▶ _Task directions_
If a line of the data below holds the word "traffic", list it.

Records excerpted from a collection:
>>>>>
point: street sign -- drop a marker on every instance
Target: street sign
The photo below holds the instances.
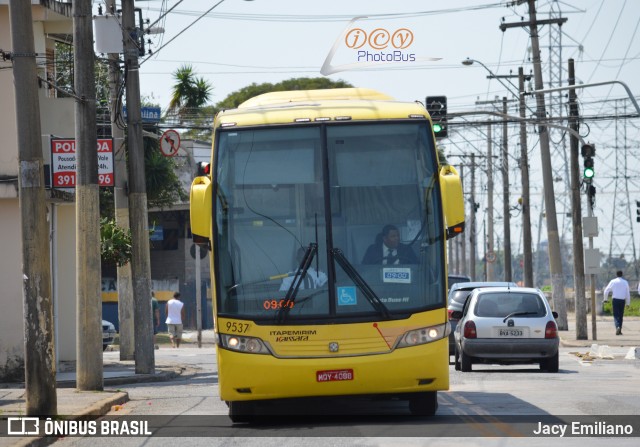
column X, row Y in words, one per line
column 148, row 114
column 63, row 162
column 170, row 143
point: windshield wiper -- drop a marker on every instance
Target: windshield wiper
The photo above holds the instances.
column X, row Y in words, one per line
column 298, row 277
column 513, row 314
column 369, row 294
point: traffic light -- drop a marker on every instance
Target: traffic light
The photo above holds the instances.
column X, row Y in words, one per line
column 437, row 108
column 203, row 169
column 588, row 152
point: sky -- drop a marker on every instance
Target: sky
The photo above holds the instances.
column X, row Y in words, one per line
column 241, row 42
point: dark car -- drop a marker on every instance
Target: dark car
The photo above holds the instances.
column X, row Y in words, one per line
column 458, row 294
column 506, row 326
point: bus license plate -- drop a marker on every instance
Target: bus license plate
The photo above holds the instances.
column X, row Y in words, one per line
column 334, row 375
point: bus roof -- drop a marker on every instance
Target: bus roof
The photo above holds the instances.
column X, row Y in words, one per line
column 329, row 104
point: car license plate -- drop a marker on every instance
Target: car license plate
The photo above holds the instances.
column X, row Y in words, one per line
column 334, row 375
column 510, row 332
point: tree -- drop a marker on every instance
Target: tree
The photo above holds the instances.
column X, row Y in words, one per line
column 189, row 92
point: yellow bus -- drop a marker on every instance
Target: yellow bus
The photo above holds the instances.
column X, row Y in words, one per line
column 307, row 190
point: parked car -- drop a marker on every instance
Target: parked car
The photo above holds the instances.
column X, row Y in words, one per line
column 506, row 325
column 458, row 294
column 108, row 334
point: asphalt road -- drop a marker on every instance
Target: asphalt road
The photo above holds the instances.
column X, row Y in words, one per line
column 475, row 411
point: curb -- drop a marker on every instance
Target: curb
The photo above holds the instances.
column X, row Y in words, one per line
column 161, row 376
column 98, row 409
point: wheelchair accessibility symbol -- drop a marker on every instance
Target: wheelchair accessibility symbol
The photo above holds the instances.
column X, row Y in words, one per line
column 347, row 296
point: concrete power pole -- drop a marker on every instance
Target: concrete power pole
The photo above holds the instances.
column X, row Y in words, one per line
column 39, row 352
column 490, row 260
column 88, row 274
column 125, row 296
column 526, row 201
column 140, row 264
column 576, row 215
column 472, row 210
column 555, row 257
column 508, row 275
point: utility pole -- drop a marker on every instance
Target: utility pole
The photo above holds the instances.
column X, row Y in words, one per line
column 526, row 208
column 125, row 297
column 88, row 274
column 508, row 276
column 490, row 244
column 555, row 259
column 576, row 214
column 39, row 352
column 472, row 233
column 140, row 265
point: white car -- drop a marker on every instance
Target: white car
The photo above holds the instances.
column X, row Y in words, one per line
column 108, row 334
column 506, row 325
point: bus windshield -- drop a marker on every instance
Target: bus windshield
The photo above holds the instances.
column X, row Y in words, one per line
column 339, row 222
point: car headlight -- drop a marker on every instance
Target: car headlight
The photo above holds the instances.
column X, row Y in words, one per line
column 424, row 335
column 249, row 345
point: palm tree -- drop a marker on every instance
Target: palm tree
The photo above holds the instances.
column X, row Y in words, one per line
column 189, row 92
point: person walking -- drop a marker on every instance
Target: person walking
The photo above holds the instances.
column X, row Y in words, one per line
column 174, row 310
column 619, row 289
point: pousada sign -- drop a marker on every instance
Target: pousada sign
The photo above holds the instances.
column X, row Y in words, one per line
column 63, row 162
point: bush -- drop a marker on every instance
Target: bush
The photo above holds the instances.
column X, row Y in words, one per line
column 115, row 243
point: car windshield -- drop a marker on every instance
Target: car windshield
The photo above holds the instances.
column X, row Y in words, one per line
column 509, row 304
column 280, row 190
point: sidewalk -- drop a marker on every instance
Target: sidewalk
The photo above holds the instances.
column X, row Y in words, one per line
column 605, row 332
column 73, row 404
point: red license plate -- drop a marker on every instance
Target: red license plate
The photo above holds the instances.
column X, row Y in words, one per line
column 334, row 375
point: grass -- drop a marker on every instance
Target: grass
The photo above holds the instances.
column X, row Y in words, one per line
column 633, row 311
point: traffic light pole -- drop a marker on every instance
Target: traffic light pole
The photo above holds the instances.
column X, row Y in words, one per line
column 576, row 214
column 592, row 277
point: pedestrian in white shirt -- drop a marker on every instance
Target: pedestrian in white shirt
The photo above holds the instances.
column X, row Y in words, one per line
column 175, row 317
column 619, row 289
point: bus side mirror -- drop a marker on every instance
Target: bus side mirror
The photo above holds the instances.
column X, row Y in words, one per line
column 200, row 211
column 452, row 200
<<<<<
▶ _Reply_
point: traffic light -- drop a marker on every instance
Target: traffic light
point: traffic light pole -- drop a marker on every instance
Target: traffic light pole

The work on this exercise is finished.